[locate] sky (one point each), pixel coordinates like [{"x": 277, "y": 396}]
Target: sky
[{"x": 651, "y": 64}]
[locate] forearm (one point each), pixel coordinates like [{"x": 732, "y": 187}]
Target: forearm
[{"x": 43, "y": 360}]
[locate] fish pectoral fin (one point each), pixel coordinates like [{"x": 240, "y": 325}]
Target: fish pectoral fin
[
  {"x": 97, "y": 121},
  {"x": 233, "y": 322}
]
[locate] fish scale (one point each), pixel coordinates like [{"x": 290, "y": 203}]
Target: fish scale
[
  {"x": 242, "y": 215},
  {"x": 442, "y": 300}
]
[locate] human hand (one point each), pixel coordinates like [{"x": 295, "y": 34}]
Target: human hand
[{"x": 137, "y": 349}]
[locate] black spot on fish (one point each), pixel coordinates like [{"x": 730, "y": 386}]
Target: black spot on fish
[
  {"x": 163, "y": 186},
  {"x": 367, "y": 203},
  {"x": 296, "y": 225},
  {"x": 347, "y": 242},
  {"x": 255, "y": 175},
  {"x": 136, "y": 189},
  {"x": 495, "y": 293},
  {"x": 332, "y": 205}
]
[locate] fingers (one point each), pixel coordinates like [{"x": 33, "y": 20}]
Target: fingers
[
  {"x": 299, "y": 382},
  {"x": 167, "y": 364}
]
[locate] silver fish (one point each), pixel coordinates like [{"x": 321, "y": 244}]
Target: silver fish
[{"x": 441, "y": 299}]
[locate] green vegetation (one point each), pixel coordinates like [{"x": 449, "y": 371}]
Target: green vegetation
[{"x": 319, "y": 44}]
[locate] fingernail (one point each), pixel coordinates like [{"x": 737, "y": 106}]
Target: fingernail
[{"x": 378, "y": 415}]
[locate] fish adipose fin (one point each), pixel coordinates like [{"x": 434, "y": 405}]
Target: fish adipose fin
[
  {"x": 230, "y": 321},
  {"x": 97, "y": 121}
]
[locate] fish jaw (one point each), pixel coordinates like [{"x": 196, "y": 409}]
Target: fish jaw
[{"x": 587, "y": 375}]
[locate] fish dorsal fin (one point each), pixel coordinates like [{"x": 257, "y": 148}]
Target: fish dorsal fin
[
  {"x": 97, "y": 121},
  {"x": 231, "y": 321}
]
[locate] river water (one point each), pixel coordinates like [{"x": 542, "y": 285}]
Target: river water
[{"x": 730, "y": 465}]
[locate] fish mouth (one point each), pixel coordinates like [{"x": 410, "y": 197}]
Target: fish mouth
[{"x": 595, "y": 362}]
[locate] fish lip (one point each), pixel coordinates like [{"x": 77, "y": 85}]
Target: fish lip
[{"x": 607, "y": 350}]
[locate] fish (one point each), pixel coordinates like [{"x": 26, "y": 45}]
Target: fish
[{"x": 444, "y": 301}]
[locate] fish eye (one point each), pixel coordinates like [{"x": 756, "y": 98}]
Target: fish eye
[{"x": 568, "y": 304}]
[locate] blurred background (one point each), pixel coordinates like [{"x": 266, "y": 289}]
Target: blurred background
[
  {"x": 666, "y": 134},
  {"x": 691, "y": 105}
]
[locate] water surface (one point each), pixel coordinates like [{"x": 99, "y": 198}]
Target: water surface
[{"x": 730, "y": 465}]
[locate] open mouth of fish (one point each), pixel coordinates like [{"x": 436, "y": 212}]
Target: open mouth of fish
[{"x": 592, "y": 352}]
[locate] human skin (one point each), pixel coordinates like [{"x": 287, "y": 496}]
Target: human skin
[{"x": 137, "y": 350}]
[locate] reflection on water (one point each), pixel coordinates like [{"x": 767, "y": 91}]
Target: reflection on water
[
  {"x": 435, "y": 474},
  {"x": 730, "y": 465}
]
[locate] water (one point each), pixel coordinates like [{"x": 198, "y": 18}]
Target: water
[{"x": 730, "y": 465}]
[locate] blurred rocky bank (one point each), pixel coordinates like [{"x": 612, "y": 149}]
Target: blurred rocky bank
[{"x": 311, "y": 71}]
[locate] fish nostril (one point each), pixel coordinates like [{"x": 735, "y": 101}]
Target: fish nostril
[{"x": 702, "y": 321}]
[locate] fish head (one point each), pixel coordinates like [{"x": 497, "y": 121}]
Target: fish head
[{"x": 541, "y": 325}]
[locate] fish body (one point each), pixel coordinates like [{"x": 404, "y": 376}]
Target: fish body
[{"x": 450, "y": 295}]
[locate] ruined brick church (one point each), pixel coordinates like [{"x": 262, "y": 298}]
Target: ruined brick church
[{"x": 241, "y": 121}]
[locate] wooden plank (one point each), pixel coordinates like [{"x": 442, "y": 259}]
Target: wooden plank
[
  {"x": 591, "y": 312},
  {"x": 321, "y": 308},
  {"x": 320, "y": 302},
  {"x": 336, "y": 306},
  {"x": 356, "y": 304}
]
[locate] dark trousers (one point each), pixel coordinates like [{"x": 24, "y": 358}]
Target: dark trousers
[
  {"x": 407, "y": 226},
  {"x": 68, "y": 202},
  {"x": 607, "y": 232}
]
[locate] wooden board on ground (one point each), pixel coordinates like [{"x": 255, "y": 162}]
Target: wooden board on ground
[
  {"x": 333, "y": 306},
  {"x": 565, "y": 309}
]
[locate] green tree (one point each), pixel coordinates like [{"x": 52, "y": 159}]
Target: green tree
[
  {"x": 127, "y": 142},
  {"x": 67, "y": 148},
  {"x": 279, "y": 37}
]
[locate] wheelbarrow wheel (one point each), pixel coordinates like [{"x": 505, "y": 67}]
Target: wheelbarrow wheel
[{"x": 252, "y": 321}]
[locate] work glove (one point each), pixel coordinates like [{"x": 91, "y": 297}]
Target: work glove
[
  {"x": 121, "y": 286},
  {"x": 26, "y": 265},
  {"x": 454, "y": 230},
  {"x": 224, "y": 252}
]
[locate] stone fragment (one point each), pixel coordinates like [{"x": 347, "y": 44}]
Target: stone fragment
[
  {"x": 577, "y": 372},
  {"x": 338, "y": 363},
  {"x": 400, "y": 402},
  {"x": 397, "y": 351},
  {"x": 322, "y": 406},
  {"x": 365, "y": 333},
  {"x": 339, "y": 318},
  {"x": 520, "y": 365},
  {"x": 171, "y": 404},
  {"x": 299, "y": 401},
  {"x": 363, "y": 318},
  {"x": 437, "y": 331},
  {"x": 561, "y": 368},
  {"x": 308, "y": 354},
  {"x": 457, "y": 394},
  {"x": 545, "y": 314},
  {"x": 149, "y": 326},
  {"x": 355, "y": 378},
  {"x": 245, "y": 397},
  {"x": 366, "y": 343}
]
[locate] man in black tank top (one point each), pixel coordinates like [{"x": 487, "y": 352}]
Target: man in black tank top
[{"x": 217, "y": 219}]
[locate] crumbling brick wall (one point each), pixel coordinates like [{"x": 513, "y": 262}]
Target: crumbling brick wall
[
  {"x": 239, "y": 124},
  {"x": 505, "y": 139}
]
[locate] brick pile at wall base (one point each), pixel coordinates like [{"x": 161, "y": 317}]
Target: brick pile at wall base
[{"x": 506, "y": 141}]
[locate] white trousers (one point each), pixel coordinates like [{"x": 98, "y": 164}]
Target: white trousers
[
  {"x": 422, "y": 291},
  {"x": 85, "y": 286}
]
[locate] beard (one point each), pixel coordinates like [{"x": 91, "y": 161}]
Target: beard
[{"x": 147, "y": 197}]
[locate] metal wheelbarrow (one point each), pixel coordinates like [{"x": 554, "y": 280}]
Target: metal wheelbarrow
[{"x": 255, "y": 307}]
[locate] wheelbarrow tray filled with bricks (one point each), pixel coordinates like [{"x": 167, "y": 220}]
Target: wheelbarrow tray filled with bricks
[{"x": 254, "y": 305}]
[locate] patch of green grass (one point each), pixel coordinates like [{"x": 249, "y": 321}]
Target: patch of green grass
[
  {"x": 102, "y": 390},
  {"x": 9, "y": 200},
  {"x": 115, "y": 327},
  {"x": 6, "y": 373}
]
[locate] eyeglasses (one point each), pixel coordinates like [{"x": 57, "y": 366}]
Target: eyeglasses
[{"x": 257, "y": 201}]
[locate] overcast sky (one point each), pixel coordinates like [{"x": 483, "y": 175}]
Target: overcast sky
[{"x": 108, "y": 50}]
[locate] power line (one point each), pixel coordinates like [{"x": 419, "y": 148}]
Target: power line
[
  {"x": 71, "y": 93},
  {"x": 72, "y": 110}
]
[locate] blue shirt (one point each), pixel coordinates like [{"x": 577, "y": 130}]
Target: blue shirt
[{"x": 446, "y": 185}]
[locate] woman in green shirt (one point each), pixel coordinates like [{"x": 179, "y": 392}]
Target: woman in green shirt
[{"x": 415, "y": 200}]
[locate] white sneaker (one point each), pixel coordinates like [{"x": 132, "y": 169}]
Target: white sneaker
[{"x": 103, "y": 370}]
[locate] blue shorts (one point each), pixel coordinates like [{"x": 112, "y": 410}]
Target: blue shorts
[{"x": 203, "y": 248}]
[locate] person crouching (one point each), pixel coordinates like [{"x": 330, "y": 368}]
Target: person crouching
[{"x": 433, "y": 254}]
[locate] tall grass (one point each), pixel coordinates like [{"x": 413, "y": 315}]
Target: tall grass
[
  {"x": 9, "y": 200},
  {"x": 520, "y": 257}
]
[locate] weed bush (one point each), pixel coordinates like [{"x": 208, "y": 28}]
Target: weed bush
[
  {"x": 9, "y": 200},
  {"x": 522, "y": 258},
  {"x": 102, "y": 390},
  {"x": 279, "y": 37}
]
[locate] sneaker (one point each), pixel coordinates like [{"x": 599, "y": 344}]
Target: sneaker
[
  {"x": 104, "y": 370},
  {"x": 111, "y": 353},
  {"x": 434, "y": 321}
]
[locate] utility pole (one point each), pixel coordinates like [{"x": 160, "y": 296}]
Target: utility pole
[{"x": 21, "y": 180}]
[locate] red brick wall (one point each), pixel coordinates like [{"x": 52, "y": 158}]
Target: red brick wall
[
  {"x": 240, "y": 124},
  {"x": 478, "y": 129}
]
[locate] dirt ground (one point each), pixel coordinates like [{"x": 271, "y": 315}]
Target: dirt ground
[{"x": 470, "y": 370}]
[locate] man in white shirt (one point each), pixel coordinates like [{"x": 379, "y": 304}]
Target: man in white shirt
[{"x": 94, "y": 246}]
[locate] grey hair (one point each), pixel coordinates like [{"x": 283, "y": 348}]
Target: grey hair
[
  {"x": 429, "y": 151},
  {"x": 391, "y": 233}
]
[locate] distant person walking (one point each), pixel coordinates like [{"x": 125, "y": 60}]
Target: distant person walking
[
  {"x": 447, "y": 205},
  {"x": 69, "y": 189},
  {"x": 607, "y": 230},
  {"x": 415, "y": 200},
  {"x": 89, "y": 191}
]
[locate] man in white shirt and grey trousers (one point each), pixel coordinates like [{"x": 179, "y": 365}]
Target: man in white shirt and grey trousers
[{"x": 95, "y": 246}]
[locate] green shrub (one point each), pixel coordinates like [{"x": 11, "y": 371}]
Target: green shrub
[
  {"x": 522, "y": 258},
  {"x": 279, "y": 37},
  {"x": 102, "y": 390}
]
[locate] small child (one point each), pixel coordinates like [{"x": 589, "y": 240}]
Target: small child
::::::::::
_DIRECTIONS FOR THIS TASK_
With the line holding "[locate] water (one" as the first and the line holding "[locate] fish body" as the last, please transcribe exactly the lines of the material above in that range and nothing else.

_SOLUTION FOR THIS TASK_
[locate] water (one point each), pixel coordinates like [{"x": 198, "y": 18}]
Target: water
[{"x": 730, "y": 465}]
[locate] blurred rocky bank (one point each), pixel coordinates like [{"x": 612, "y": 149}]
Target: blurred rocky bank
[{"x": 311, "y": 71}]
[locate] fish nostril (one point each), pixel coordinates like [{"x": 735, "y": 101}]
Target: fish nostril
[{"x": 702, "y": 321}]
[locate] fish head (one point each), pixel coordinates like [{"x": 497, "y": 121}]
Target: fish head
[{"x": 541, "y": 325}]
[locate] fish body (one point each), pixel coordinates like [{"x": 404, "y": 376}]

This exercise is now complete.